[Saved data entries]
● ● ● ● ● ● ●
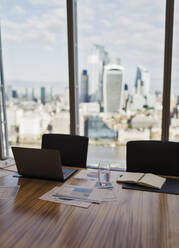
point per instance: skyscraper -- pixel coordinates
(142, 82)
(45, 95)
(84, 86)
(97, 60)
(113, 87)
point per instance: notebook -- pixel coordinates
(40, 163)
(145, 179)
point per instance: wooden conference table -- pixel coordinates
(136, 219)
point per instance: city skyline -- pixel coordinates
(35, 38)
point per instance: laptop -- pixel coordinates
(73, 148)
(40, 163)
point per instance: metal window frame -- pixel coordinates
(73, 65)
(4, 142)
(73, 69)
(169, 17)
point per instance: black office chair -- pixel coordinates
(73, 148)
(158, 157)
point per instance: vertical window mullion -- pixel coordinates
(167, 68)
(73, 65)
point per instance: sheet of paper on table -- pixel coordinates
(6, 163)
(49, 196)
(4, 173)
(92, 175)
(8, 192)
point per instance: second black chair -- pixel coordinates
(73, 148)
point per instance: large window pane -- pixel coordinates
(121, 48)
(34, 39)
(174, 102)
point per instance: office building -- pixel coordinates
(97, 60)
(142, 82)
(113, 87)
(84, 86)
(96, 128)
(45, 95)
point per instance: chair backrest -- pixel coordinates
(73, 148)
(158, 157)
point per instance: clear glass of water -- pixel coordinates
(104, 173)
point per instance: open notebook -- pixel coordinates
(145, 179)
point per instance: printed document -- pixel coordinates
(8, 192)
(52, 196)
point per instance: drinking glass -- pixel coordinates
(104, 174)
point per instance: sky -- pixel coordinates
(34, 38)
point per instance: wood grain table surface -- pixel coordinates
(135, 219)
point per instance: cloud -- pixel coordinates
(18, 10)
(44, 28)
(49, 2)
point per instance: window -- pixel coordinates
(34, 41)
(121, 53)
(120, 76)
(174, 101)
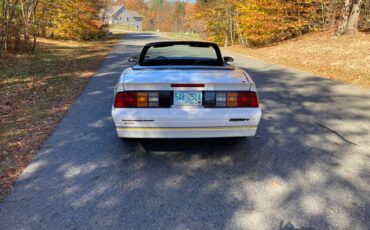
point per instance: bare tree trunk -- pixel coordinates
(344, 17)
(353, 18)
(350, 16)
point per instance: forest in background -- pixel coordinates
(253, 22)
(250, 23)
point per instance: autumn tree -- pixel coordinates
(349, 19)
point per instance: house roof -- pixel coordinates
(134, 13)
(115, 10)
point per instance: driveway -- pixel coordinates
(309, 166)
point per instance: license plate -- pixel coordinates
(187, 98)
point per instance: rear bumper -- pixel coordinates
(186, 122)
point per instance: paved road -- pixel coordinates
(309, 167)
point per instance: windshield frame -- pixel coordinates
(219, 59)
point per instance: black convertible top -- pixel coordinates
(218, 62)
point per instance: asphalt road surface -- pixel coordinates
(309, 166)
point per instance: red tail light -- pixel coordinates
(134, 99)
(247, 99)
(125, 100)
(239, 99)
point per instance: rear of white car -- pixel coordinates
(185, 102)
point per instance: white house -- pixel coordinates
(120, 15)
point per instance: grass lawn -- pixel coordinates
(342, 58)
(35, 92)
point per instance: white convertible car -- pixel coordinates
(184, 90)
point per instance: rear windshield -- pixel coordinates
(180, 54)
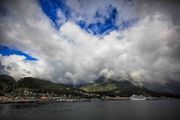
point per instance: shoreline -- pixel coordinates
(74, 100)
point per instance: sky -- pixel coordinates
(78, 41)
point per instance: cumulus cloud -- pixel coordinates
(147, 52)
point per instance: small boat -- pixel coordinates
(137, 97)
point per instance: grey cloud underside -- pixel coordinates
(149, 52)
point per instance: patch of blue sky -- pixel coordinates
(102, 24)
(50, 8)
(6, 51)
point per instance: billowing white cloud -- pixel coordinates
(147, 52)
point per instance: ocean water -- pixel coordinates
(105, 110)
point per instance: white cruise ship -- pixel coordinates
(137, 97)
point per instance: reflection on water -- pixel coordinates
(107, 110)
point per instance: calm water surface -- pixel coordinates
(106, 110)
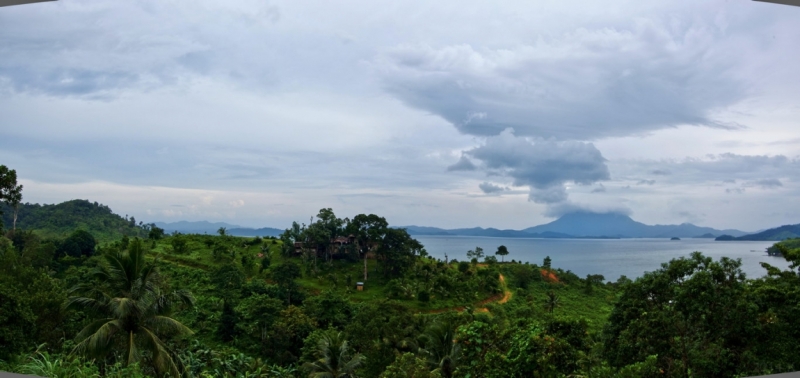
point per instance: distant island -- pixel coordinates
(585, 225)
(576, 225)
(773, 234)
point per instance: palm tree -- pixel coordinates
(440, 346)
(334, 360)
(132, 313)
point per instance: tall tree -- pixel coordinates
(131, 310)
(502, 251)
(10, 191)
(331, 227)
(689, 313)
(398, 251)
(334, 359)
(475, 254)
(369, 230)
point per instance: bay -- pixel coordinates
(609, 257)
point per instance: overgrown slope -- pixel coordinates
(64, 218)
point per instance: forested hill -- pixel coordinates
(64, 218)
● ● ● ● ● ● ●
▶ _SHORT PROBLEM_:
Copy out every line of the material above exactly, skipping the pictures.

▶ _CORRECT RESPONSE_:
point per instance: skyscraper -- pixel coordinates
(142, 82)
(45, 95)
(84, 86)
(97, 60)
(113, 87)
point per instance: notebook -- pixel coordinates
(40, 163)
(145, 179)
point per instance: wooden conference table -- pixel coordinates
(136, 219)
point per instance: city skyline -- pixel coordinates
(35, 38)
point per instance: laptop -- pixel coordinates
(73, 148)
(40, 163)
point per instance: metal window frame -- pixel coordinates
(73, 65)
(4, 142)
(73, 69)
(169, 17)
point per instance: black office chair -- pixel coordinates
(73, 148)
(158, 157)
point per instance: vertical window mullion -- pixel coordinates
(167, 68)
(73, 65)
point per instance: sheet of paper on table -- pixel coordinates
(6, 163)
(49, 196)
(4, 173)
(92, 175)
(8, 192)
point per instance: second black chair -- pixel coordinates
(73, 148)
point per instance: large window pane -- pixel coordinates
(121, 48)
(34, 39)
(174, 102)
point per instance: office building -- pixel coordinates
(97, 60)
(142, 82)
(113, 87)
(84, 86)
(96, 128)
(45, 95)
point per instance: chair backrest -- pixel coordinates
(73, 148)
(158, 157)
point per instance: clear glass of water -- pixel coordinates
(104, 173)
point per instance: open notebook -- pixel coordinates
(145, 179)
point per instance: printed document -- pixel coordinates
(8, 192)
(52, 196)
point per instance: drinking glass -- pixel coordinates
(104, 174)
point per instance: sky -- pixel coordinates
(34, 38)
point per instance: wood grain table surface -- pixel coordinates
(135, 219)
point per instance: cloud -- pixel coordinates
(18, 10)
(44, 28)
(49, 2)
point per instance: window -- pixel coordinates
(34, 41)
(121, 53)
(120, 76)
(174, 101)
point per instance: bare tree trunk -- pixel coordinates
(344, 17)
(353, 18)
(350, 16)
point per instance: forest in background -- pixel coordinates
(253, 22)
(250, 23)
point per instance: autumn tree -- pixel coordinates
(349, 19)
point per instance: house roof -- pixel coordinates
(134, 13)
(115, 10)
point per instance: driveway -- pixel coordinates
(309, 166)
point per instance: license plate -- pixel coordinates
(187, 98)
point per instance: rear bumper -- pixel coordinates
(186, 122)
point per instance: paved road -- pixel coordinates
(309, 167)
point per instance: windshield frame -- pixel coordinates
(219, 59)
point per instance: black convertible top -- pixel coordinates
(218, 62)
point per instance: asphalt road surface -- pixel coordinates
(309, 166)
point per instance: red tail light -- pixel coordinates
(134, 99)
(247, 99)
(125, 100)
(239, 99)
point per instance: rear of white car -- pixel coordinates
(185, 102)
point per instance: white house -- pixel coordinates
(120, 15)
point per instance: grass lawn -- pixel coordinates
(342, 58)
(35, 92)
point per instance: white convertible car -- pixel coordinates
(184, 90)
point per instance: rear windshield -- pixel coordinates
(180, 54)
point per instance: shoreline -- pixel coordinates
(74, 100)
point per instance: sky -- pixel coordinates
(78, 41)
point per instance: cumulus cloud -- pixel coordinates
(147, 52)
point per instance: small boat -- pixel coordinates
(137, 97)
point per instance: grey cloud underside -- pixel coordinates
(149, 52)
point per instance: patch of blue sky -- pixel coordinates
(102, 24)
(50, 8)
(6, 51)
point per instance: billowing white cloud -- pixel coordinates
(147, 52)
point per instance: ocean water -- pixel coordinates
(105, 110)
point per instance: white cruise ship -- pixel coordinates
(137, 97)
point per instance: reflection on water -- pixel coordinates
(107, 110)
point per instance: calm water surface -- pixel coordinates
(106, 110)
point per instance: distant island -- pixel coordinates
(585, 225)
(576, 225)
(773, 234)
point per instance: palm tree -- pixel coordinates
(440, 346)
(334, 360)
(132, 313)
point per instance: tall tree -- pixel coordinates
(131, 310)
(502, 251)
(10, 191)
(331, 227)
(689, 313)
(398, 251)
(334, 359)
(475, 254)
(369, 230)
point per instance: bay -- pixel coordinates
(609, 257)
point per instance: overgrown slope -- pixel coordinates
(64, 218)
point per instance: forested hill -- pixel coordinates
(64, 218)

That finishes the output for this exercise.